::: TEXTO FUENTE :::
Después, como descanso de tanta tecnología, salí a pasear por la ciudad. A lo lejos, pero no tanto, la montaña. León sigue siendo una tierra donde la naturaleza está siempre próxima. Nos desintoxica de tantas comodidades incómodas. Entonces, recordé la hermosa novela de Felicitas Rebaque, El latido del agua , que presenté el pasado viernes, junto con la autora y los responsables de la editorial Everest. Transcurre en las zonas de Babia y Luna, aunque sin citarlas, y es una proclamación de amor a la naturaleza, a la nuestra, local y universal, así como un reconocimiento de la sabiduría de los más mayores. En sus páginas laten las viejas verdades. Y recordé también una excelente columna de Jesús Courel, en este mismo periódico, en la que concluía que la crisis ha venido a demostrar que no es la cultura rural sino la urbana la que ha fracasado.
::: DATOS PROPORCIONADOS :::
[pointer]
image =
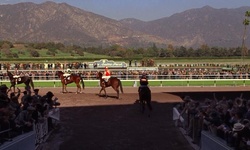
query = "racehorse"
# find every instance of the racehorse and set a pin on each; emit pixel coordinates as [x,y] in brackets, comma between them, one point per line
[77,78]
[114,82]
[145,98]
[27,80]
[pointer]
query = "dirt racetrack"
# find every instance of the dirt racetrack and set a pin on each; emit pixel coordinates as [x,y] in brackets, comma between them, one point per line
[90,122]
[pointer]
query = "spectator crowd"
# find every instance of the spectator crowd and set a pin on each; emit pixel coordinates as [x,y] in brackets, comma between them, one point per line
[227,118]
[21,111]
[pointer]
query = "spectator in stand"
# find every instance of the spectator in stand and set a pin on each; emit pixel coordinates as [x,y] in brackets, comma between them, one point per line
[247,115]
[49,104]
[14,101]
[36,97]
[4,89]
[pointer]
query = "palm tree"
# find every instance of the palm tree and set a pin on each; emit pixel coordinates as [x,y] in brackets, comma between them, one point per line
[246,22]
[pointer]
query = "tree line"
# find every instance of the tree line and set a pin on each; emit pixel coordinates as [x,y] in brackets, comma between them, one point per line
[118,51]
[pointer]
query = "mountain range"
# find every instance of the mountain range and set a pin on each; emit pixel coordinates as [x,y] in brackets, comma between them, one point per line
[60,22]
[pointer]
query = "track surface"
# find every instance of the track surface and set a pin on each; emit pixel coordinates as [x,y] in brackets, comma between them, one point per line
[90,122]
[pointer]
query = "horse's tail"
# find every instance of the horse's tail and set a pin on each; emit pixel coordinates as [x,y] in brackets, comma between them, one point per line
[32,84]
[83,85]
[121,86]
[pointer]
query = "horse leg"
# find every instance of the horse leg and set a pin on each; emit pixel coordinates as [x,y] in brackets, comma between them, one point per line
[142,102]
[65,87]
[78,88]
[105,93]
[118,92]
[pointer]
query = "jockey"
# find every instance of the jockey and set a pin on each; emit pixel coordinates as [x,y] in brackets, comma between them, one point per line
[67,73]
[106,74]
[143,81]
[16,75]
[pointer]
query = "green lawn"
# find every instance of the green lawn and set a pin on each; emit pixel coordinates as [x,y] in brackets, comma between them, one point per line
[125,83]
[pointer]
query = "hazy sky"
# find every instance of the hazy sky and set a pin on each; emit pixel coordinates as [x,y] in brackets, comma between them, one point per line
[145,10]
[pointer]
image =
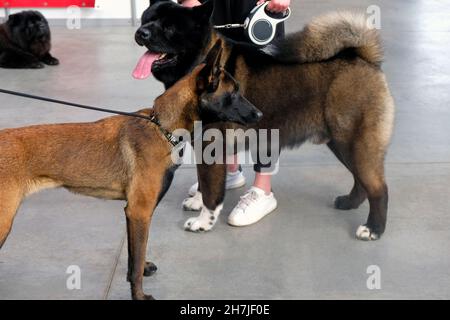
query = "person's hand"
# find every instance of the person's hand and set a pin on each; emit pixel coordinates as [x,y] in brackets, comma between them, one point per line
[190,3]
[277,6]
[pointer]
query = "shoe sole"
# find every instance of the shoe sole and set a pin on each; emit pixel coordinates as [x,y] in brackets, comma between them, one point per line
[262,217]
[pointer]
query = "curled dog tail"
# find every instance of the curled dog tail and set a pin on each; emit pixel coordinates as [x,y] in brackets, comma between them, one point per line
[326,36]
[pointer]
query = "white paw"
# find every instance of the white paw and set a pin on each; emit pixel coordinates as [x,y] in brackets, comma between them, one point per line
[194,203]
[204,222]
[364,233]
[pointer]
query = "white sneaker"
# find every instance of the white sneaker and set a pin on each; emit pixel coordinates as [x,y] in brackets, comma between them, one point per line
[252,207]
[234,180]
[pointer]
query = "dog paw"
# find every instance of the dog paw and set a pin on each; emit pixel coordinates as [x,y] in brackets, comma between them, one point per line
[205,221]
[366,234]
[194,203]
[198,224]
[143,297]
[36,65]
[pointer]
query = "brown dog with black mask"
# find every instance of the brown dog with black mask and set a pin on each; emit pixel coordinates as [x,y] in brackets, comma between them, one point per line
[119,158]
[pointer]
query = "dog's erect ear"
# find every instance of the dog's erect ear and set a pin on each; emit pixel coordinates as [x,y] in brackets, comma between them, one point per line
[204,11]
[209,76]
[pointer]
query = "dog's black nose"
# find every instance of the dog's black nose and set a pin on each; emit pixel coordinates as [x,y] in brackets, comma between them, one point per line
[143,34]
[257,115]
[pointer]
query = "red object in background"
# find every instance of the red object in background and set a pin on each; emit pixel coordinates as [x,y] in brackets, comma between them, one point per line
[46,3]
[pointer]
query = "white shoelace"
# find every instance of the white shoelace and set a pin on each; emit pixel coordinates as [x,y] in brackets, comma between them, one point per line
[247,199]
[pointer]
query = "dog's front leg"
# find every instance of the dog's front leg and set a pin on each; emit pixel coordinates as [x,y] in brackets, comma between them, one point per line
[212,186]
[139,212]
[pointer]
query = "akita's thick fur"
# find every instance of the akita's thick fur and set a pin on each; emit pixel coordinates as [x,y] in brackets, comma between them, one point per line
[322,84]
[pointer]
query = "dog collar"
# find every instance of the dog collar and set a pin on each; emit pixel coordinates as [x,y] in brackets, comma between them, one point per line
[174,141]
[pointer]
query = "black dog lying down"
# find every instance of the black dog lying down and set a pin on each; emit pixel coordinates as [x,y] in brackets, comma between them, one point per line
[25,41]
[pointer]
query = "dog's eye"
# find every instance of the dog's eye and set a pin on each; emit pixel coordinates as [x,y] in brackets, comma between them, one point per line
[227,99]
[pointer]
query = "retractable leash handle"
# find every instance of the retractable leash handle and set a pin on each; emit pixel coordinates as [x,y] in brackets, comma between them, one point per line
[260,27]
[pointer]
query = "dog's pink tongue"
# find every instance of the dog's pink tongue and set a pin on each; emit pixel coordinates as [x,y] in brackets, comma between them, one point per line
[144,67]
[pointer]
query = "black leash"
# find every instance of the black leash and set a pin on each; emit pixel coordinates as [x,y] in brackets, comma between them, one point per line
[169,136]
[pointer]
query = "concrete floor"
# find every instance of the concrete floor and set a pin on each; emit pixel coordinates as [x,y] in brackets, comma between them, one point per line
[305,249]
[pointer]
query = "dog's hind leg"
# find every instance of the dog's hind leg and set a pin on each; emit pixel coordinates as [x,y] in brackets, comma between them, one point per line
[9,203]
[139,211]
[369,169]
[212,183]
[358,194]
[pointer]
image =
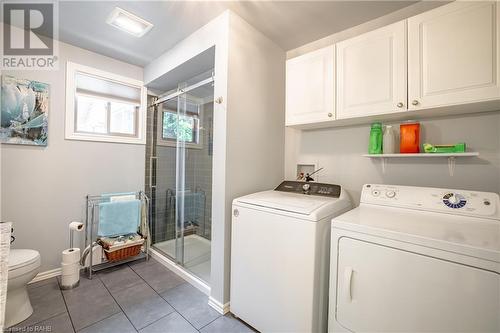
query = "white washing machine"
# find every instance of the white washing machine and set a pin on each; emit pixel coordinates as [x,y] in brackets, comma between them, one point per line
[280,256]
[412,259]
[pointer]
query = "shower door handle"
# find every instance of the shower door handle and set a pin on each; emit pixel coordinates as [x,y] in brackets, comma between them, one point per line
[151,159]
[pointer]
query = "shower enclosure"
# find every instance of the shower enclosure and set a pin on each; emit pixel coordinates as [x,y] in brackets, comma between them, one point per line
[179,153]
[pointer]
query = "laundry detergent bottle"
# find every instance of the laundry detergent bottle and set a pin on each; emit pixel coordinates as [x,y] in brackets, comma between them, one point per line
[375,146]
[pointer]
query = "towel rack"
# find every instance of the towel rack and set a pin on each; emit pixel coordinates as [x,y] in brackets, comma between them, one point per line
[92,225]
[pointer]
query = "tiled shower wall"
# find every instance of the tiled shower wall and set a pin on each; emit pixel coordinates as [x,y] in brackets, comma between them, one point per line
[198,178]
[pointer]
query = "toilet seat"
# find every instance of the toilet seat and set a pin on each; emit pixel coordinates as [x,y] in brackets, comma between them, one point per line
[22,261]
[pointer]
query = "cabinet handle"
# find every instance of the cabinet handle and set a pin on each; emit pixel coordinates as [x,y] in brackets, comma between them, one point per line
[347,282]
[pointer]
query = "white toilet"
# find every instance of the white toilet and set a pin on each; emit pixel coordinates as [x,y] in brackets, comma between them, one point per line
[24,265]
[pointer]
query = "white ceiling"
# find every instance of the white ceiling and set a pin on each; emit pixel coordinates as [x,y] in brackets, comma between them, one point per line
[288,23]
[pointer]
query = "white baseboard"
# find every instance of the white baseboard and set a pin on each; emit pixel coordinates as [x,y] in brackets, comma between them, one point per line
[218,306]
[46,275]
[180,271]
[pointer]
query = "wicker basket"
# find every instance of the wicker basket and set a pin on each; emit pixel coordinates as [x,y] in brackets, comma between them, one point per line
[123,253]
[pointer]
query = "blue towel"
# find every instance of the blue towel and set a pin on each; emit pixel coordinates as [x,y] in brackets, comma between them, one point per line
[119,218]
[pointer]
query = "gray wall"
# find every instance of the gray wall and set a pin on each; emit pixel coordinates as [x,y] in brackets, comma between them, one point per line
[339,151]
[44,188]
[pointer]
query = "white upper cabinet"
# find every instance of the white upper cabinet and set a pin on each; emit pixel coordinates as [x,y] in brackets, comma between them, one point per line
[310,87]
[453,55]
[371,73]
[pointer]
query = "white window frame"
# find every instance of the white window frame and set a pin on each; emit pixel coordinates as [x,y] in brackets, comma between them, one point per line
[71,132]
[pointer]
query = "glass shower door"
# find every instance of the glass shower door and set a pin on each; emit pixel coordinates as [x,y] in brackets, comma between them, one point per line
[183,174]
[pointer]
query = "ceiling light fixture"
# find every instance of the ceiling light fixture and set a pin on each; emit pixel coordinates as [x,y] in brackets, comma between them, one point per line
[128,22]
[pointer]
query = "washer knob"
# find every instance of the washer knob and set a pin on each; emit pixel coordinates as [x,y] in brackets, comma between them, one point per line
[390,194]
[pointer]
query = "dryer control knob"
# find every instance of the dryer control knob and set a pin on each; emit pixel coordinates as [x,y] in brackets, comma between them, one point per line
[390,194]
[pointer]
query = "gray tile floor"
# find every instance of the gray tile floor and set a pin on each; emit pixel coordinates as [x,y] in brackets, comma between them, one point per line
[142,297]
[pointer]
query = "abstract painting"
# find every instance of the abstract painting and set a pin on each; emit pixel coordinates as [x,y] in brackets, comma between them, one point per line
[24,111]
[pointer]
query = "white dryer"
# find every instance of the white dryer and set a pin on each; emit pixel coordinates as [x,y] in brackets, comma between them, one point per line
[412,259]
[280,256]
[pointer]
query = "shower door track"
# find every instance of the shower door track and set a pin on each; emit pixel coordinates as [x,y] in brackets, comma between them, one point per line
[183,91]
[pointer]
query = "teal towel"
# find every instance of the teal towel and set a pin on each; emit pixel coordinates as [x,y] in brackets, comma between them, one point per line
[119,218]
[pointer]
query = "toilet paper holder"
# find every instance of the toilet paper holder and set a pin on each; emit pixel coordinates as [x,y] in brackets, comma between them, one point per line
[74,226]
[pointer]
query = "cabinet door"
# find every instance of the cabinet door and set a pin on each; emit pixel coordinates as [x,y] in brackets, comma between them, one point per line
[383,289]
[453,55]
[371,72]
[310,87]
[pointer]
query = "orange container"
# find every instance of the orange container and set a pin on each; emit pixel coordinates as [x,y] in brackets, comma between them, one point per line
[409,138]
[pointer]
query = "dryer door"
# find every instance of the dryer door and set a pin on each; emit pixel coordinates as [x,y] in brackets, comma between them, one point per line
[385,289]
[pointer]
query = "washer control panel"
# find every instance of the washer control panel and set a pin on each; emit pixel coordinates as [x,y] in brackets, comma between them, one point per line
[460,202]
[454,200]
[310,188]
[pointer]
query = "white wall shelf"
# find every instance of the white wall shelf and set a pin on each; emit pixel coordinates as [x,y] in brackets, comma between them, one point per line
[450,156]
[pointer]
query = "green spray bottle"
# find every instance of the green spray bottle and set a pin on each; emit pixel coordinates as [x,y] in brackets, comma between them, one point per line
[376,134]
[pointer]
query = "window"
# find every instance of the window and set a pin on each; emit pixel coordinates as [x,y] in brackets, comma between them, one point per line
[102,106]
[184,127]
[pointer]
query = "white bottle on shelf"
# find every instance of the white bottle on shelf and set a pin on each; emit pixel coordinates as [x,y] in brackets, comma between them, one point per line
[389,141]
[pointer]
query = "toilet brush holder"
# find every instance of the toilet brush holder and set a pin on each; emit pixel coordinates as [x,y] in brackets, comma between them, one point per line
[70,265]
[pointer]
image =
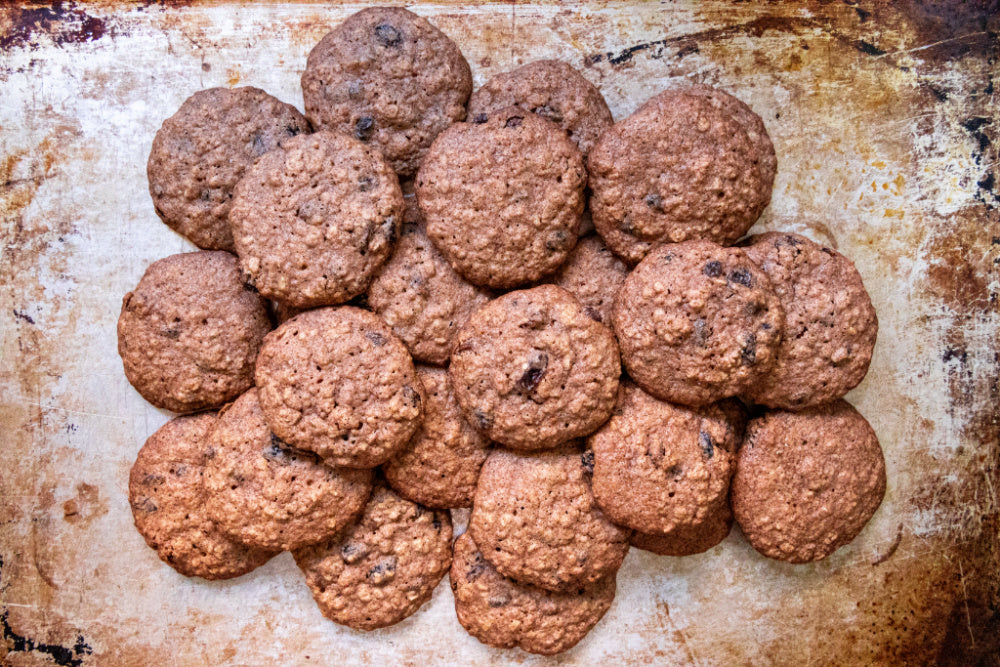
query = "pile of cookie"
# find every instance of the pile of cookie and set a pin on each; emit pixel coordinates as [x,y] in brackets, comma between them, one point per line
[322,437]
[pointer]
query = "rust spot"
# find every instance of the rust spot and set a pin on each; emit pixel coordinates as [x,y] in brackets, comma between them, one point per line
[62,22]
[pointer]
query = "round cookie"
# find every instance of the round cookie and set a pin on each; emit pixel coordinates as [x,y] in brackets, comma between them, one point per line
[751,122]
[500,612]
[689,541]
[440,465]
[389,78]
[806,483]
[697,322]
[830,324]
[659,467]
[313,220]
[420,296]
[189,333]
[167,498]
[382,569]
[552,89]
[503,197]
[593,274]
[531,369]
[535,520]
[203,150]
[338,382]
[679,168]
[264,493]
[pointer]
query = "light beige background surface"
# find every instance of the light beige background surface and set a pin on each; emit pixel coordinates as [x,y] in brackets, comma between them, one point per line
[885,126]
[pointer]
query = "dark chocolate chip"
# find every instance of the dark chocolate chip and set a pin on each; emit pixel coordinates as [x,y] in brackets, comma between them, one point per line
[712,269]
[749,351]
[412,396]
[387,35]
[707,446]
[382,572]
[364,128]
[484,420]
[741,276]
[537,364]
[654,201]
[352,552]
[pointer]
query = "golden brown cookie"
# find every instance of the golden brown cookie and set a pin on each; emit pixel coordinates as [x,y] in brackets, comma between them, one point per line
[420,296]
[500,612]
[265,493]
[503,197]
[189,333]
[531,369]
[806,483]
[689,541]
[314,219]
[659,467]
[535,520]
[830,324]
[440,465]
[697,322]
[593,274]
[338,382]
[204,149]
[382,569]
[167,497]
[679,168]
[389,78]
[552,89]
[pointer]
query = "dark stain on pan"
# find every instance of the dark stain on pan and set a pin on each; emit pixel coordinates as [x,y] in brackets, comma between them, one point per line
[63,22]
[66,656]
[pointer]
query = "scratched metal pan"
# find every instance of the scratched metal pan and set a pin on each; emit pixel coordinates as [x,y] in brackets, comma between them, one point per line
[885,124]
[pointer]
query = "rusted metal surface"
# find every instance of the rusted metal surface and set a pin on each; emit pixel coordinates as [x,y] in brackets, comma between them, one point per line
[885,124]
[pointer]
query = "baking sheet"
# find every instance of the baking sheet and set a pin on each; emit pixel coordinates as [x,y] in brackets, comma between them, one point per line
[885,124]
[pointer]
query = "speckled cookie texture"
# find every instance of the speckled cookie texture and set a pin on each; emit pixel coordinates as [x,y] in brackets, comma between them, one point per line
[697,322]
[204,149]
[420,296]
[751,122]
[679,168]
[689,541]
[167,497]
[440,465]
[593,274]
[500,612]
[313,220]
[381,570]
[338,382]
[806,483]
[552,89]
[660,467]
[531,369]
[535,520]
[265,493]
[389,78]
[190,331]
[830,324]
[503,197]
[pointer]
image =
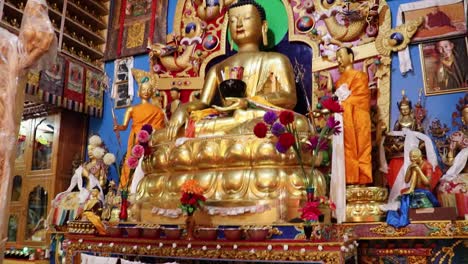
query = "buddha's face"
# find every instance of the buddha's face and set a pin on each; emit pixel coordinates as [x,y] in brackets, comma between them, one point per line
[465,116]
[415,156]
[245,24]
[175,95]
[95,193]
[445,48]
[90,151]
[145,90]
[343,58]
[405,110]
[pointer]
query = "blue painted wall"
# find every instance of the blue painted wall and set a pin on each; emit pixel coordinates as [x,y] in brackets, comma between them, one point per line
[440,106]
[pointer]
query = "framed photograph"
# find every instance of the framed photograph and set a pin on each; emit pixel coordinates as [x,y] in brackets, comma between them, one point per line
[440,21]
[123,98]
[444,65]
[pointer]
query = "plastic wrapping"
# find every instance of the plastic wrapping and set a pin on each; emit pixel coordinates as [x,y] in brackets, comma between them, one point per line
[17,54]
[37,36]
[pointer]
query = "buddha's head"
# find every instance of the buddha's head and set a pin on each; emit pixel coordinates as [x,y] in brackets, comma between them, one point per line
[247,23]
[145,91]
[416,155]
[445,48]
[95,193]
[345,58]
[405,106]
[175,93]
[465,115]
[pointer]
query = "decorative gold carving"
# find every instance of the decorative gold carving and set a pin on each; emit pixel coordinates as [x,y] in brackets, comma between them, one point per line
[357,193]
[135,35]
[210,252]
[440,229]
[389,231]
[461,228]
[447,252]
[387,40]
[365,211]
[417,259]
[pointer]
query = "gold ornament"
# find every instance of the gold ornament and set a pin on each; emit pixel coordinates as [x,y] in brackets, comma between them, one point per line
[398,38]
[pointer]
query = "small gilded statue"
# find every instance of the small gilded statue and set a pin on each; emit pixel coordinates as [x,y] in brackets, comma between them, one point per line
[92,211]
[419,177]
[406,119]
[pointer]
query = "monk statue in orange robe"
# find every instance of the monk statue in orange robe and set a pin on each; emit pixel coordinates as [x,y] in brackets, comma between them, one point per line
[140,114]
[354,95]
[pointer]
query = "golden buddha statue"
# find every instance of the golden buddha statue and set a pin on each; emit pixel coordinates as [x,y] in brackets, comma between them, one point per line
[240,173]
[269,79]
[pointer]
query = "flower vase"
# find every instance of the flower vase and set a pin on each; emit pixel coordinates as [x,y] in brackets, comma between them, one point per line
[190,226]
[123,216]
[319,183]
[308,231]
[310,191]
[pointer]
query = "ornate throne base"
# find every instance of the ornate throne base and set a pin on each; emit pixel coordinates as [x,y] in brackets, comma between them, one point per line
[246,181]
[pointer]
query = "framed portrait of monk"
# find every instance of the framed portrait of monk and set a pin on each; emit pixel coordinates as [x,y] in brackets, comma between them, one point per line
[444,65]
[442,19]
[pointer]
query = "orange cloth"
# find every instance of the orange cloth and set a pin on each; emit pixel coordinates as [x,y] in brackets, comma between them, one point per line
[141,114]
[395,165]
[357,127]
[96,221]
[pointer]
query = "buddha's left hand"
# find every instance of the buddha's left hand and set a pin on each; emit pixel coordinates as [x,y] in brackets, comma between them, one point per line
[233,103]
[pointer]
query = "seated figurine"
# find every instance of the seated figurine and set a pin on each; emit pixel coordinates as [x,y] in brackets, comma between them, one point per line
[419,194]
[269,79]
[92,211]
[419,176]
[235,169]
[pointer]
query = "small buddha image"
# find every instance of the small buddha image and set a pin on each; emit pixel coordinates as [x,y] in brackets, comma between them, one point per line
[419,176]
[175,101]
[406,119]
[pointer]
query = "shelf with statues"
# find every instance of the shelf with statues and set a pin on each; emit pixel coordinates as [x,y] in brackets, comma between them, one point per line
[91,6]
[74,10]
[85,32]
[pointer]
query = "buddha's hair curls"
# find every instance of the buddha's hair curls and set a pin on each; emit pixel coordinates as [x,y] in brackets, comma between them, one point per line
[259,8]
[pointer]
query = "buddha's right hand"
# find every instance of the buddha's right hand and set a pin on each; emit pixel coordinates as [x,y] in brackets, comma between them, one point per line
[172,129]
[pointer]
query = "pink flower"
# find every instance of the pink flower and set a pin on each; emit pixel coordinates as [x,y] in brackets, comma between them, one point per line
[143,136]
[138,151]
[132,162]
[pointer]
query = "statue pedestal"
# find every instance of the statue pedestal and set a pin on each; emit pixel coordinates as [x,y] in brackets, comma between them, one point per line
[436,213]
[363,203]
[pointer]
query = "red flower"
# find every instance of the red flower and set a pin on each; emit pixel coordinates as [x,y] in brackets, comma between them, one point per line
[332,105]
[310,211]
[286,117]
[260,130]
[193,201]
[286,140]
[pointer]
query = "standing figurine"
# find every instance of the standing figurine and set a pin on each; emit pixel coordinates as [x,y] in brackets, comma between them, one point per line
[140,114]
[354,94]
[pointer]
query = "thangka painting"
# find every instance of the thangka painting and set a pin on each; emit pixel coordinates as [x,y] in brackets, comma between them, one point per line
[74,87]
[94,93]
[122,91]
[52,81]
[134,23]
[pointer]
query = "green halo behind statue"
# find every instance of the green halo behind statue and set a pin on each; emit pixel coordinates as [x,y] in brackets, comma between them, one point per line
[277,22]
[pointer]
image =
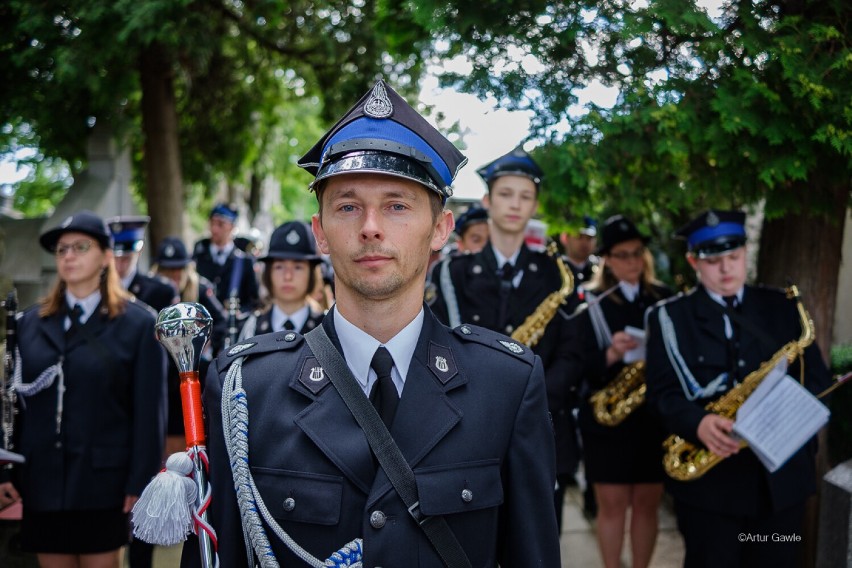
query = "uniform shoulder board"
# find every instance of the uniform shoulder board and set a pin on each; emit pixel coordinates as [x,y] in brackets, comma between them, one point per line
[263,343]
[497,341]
:::
Reproduce literalmente el fragmento del texto fuente comprendido entre "Después, como descanso" y "que ha fracasado.", ambos inclusive. Estas líneas provienen de otra fuente.

§ **RESPUESTA ESCRITA**
Después, como descanso de tanta tecnología, salí a pasear por la ciudad. A lo lejos, pero no tanto, la montaña. León sigue siendo una tierra donde la naturaleza está siempre próxima. Nos desintoxica de tantas comodidades incómodas. Entonces, recordé la hermosa novela de Felicitas Rebaque, El latido del agua , que presenté el pasado viernes, junto con la autora y los responsables de la editorial Everest. Transcurre en las zonas de Babia y Luna, aunque sin citarlas, y es una proclamación de amor a la naturaleza, a la nuestra, local y universal, así como un reconocimiento de la sabiduría de los más mayores. En sus páginas laten las viejas verdades. Y recordé también una excelente columna de Jesús Courel, en este mismo periódico, en la que concluía que la crisis ha venido a demostrar que no es la cultura rural sino la urbana la que ha fracasado.